** START Passage shown **

Due to the fact that the four urban landscapes in present study belonged to the same weather pattern,the difference in dew frequency among them might be ascribed to their micro-environment, as well as the local shower. The impact of micro-environment on dew formation was referred in some reports, but less report confirmed which factor would make the dew formation absence except the high temperature or urban heat island (Mattsson, 1962; Luo et al., 2000; Li 2002; Richards, 2004; Ye et al., 2007).

The changes of dew were referred to three aspects because of the differences of environment among landscapes, or the heterogeneities of the landscapes (Ye et al., 2007). The landscapes in present study were divided into different function by administrator, and the operations, land coverage, traffic were different from landscape to landscape, which would have an effect on dew. The heterogeneities of landscapes resulted in an alteration of the near surface atmospheric parameter,which would affect the formation process of dew directly. Therefore, the meteorological factors near the surface air play a key role on dew frequency and dew amounts.

** END Passage shown **

■ Your goal ■
Carry on the passage about dew formation in urban landscapes from its final sentence. The data placed after this has nothing to do with the task.

** START Collected data **

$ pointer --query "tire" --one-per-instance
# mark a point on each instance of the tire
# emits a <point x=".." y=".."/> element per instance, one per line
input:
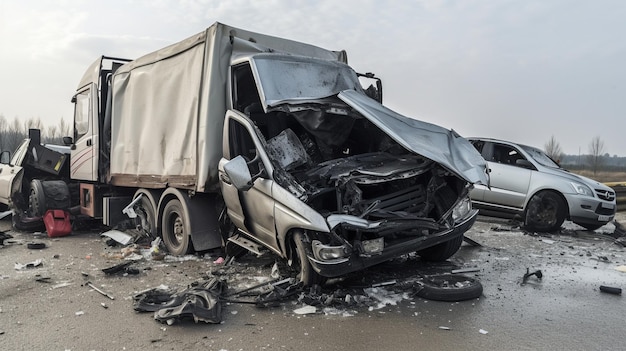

** END Collected data **

■ Final result ■
Considering the physical process of dew formation, several parameters could be related to dew,including temperature, humidity, wind and surface property (Beysens, 1995; Li, 2002). Urban heat island is also a factor impacting the dew (Ackerman, 1987;Peng et al., 2005). In addition, evaporation could not be neglected when analyzing the correlation factors with dew (Ye et al., 2007).

Based on the previous researches, we investigated air temperature, urban heat island,relative humidity, evaporation and wind speed in the landscapes during the study period, results showed that there was no significant correlation between dew frequency and the mean value of the measured factors in each month, which was not consisted with previous researches referred above (Data and Figures were omitted). However, when comparing air temperature(Table 1) with the dew frequency (Fig. 2), it could be found that when the air temperature or urban heat island was the highest value among the landscapes in all collecting time (except July), the relevant dew frequency was the lowest, meaning that the higher temperature or urban heat island restrained the formation of dew. In July, on contrary, the highest dew frequency was observed under the condition of highest temperature or urban heat island. This result was also contrast with other researches (Hage, 1975; Ye et al.,2007). Temperature or urban heat island could make the dew event absence, but only if it arrived at an enough high level. Possibly, the dynamic variation of dew frequency was impacted by an integrated impact of several factors.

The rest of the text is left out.